==== Trecho apresentado ====

Na fase adulta, Joana encontra-se perdida entre lembranças, questionamentos internos e conflitos externos com seu marido, Otávio, e Lídia, prima, ex-noiva e amante de Otávio.
E é através dos conflitos desses três personagens, ora com eles mesmos, ora uns com os outros, que uma nova face da obra se revela diante de nossos olhos.
Não se trata mais apenas do sentir e do perder-se em sentimentos. Agora trata-se também e, talvez, principalmente de solidão.
Otávio se revela uma criatura “[...] para quem a vida nunca passaria de uma estreita aventura individual [...]”, que se refugia em Lídia e faz dela seu porto seguro para o mar tempestuoso que é Joana.
Lídia, noiva abandonada, com sua aparentemente ilimitada capacidade de se doar, de dar sem nada pedir. No fundo também covarde “[...] calada como era, sem ter propriamente o que dizer [...]” ainda tenta se rebelar contra seu estado natural de conformismo ao se descobrir grávida de Otávio. Mesmo essa súbita tentativa não passará disto: tentativa. O comodismo do sempre igual, neste ponto de sua vida, não poderá mais ser superado.

====

_Objetivos_.
1. Apresente em forma de lista numerada, sem as linhas em branco, as linhas dos registros a partir daquela que contém "Where can the black handbag" até o fim dos registros, incluindo ambas as pontas.
2. Prossiga o trecho sobre Joana, Otávio e Lídia a partir do ponto em que ele termina.
Os registros não guardam nenhuma relação com o trecho.

==== Extrato de dados ====

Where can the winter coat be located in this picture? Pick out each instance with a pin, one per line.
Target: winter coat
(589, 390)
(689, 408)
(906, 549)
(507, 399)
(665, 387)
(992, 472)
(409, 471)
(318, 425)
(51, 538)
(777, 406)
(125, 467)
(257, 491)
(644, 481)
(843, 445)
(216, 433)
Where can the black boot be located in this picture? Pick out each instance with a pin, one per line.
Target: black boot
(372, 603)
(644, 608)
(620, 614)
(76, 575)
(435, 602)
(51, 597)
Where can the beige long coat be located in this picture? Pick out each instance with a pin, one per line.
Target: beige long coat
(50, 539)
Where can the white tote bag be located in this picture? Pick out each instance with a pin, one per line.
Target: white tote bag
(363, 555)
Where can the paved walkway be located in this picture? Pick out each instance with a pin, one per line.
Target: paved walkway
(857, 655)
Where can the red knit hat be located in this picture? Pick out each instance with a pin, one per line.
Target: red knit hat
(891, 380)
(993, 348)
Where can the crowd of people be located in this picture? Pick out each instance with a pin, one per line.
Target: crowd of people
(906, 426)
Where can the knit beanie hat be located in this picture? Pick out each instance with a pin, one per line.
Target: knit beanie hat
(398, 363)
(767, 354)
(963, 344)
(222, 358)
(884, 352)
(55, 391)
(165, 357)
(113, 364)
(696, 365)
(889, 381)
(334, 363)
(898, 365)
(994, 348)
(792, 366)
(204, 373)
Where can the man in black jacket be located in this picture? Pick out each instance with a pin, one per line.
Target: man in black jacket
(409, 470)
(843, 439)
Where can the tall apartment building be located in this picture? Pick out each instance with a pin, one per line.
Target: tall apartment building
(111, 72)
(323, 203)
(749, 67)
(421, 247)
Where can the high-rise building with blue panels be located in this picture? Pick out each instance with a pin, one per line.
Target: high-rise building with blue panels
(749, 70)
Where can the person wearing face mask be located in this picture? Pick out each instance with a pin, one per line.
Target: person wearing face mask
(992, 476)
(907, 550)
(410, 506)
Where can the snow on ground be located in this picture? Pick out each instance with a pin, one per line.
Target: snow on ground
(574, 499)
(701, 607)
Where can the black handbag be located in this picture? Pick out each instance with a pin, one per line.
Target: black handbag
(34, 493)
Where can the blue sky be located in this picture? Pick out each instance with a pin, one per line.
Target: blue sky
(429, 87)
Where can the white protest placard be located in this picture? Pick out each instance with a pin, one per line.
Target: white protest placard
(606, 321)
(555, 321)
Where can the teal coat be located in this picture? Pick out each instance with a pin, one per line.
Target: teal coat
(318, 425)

====

_Respostas por tarefa_.
1.
1. Where can the black handbag be located in this picture? Pick out each instance with a pin, one per line.
2. Target: black handbag
3. (34, 493)
4. Where can the blue sky be located in this picture? Pick out each instance with a pin, one per line.
5. Target: blue sky
6. (429, 87)
7. Where can the white protest placard be located in this picture? Pick out each instance with a pin, one per line.
8. Target: white protest placard
9. (606, 321)
10. (555, 321)
11. Where can the teal coat be located in this picture? Pick out each instance with a pin, one per line.
12. Target: teal coat
13. (318, 425)

2.
Agora Joana adulta já terá se revelado solitária, incapaz de ser mansa como Lídia, de se recolher à insignificância de seus hábitos como Otávio e incapaz também de permitir que os outros vivam em suas zonas de conforto do mascarar e ignorar sentimentos.
E depois desse passo significativo na viagem de auto-descoberta de Joana seu coração parece encher-se de esperança rumo ao futuro e suas possibilidades de ser.
A esperança é, afinal, também uma possibilidade.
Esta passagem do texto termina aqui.